▸ AIM:
Lay out the lines below, from the line with "the red cross" up to and including the line with "point(828, 634)", as a JSON list of strings with one string per line, leaving out blank lines.

··· PROVIDED DATA ···

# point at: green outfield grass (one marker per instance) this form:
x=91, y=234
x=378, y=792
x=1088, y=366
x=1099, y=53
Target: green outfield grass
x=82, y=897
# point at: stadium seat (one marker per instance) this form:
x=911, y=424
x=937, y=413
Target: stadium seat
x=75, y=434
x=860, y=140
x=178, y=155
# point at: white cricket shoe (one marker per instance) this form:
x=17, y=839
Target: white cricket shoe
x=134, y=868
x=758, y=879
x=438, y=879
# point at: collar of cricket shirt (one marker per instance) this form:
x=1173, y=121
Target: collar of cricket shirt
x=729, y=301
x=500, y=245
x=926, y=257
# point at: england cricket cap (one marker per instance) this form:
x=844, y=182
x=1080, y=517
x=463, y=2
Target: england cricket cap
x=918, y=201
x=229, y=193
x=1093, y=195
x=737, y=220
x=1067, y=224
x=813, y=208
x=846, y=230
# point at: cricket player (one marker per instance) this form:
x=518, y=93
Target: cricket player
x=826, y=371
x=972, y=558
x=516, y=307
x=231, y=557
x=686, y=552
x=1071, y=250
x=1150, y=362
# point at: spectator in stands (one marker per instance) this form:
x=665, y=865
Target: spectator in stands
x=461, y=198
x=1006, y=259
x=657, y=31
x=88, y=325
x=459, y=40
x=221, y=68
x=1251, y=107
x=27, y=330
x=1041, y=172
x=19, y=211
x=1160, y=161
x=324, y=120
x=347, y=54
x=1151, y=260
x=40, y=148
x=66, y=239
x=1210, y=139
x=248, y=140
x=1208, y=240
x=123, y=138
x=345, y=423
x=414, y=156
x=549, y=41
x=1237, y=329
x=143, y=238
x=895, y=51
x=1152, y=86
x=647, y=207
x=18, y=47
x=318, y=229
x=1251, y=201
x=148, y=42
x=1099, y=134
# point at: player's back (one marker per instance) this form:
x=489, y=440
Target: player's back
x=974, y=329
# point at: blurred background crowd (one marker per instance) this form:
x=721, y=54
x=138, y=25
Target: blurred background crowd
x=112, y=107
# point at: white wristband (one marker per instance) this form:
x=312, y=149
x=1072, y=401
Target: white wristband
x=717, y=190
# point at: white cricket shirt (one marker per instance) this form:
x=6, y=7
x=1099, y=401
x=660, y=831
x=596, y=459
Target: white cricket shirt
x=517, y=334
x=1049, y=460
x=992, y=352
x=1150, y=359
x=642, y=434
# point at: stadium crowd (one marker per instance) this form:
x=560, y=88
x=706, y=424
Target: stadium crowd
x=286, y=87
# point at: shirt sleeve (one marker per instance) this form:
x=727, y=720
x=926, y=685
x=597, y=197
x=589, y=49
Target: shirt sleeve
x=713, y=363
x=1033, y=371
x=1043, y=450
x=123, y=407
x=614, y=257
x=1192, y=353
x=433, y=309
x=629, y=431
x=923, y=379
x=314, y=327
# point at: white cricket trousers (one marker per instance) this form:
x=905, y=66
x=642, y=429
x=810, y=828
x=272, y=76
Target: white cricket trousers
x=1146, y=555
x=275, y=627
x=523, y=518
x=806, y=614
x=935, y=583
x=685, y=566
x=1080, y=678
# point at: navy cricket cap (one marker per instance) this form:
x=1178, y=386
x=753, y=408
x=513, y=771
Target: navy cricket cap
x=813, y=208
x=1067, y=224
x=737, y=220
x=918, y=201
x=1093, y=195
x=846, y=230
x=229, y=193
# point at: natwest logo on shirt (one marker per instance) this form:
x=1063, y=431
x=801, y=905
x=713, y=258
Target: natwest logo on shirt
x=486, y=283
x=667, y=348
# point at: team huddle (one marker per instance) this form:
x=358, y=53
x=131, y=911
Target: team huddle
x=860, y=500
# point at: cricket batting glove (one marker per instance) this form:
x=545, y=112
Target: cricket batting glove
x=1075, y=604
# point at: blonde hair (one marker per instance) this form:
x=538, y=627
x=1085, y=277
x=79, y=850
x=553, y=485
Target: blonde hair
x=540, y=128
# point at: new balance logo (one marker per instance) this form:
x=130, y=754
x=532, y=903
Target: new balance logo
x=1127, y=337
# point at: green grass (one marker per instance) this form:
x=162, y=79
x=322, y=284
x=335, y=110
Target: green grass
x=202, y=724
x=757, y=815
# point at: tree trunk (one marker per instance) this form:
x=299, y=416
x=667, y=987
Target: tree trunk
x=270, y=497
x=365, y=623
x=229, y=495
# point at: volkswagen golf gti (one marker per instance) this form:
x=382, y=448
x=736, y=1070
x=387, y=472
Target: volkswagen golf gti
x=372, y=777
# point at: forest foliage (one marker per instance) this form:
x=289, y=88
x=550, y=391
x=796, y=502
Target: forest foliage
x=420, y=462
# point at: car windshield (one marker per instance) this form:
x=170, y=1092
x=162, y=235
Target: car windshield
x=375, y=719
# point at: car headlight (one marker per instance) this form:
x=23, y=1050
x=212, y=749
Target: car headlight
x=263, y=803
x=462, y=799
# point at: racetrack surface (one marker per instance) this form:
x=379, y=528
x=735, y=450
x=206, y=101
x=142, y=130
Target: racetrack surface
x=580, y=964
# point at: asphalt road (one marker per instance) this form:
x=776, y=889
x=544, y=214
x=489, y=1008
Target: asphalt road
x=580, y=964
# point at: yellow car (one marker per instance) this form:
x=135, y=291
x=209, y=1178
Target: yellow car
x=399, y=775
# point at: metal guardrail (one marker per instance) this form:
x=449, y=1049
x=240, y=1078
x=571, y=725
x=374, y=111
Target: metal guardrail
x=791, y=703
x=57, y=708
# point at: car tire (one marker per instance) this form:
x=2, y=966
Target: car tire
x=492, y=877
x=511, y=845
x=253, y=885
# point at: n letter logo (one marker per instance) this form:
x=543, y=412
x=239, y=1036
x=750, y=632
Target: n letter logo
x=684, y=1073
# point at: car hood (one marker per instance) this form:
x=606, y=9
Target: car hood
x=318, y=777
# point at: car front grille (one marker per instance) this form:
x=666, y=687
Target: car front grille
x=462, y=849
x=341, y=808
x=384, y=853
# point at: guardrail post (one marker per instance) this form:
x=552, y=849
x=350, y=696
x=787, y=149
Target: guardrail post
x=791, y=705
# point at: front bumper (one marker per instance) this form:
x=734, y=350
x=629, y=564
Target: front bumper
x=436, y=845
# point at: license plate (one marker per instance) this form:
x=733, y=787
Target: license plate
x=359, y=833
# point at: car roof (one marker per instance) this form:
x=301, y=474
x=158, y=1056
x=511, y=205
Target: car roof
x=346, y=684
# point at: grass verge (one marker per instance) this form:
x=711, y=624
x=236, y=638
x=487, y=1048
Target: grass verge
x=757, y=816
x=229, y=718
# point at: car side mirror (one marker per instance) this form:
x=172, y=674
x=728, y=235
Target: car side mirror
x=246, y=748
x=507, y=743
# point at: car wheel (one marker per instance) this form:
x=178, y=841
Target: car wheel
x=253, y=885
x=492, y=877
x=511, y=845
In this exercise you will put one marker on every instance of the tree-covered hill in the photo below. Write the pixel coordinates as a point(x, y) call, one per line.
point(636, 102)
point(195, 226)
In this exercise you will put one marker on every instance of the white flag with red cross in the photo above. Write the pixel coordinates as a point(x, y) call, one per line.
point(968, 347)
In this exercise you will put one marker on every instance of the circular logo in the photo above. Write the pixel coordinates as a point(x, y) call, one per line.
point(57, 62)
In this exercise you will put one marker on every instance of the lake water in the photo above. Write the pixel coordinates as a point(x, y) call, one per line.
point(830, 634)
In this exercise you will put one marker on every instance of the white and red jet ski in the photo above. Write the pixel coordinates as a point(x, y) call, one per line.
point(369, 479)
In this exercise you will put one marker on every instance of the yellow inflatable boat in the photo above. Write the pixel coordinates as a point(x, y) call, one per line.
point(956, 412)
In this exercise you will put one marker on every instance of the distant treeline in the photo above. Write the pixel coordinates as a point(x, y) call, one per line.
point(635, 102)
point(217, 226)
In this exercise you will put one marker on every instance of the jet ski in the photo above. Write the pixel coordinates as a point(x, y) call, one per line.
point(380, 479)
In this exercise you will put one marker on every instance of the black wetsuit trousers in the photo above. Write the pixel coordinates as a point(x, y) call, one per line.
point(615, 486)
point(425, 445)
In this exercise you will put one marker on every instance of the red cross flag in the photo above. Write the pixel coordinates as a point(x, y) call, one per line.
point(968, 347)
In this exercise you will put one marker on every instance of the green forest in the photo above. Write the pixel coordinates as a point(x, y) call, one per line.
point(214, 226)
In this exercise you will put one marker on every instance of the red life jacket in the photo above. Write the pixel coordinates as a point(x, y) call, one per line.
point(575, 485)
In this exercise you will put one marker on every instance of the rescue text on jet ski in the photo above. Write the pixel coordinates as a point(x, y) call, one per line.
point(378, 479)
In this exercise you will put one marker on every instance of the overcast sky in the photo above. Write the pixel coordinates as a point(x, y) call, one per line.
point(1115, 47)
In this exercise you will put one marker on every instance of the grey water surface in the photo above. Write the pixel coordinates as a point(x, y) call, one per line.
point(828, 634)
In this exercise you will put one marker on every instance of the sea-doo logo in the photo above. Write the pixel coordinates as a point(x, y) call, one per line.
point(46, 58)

···

▸ EXERCISE SOLUTION:
[
  "In this exercise you will put one marker on every instance of the red cross flag in the photo above. Write the pixel coordinates as a point(x, y) call, one per line.",
  "point(968, 347)",
  "In this exercise you will put one marker on every instance of the green forest in the photo above. Write the pixel coordinates as a point(x, y) call, one per line.",
  "point(214, 226)",
  "In this exercise you will put one marker on every instance of the red life jacket in the photo above. Write the pixel coordinates as a point(x, y) call, one per line.",
  "point(575, 485)",
  "In this exercise you will put one marker on every instance of the rescue text on jet ski in the photo above. Write the pixel coordinates as a point(x, y) call, one per line.",
  "point(378, 479)",
  "In this exercise you will put one marker on every instance of the overcast sky in the photo above. Write the pixel coordinates as a point(x, y) call, one per line.",
  "point(1115, 47)",
  "In this exercise you will put one marker on every instance of the grey water surface in the photo above. Write the pixel coordinates as a point(x, y) call, one per line.",
  "point(828, 634)"
]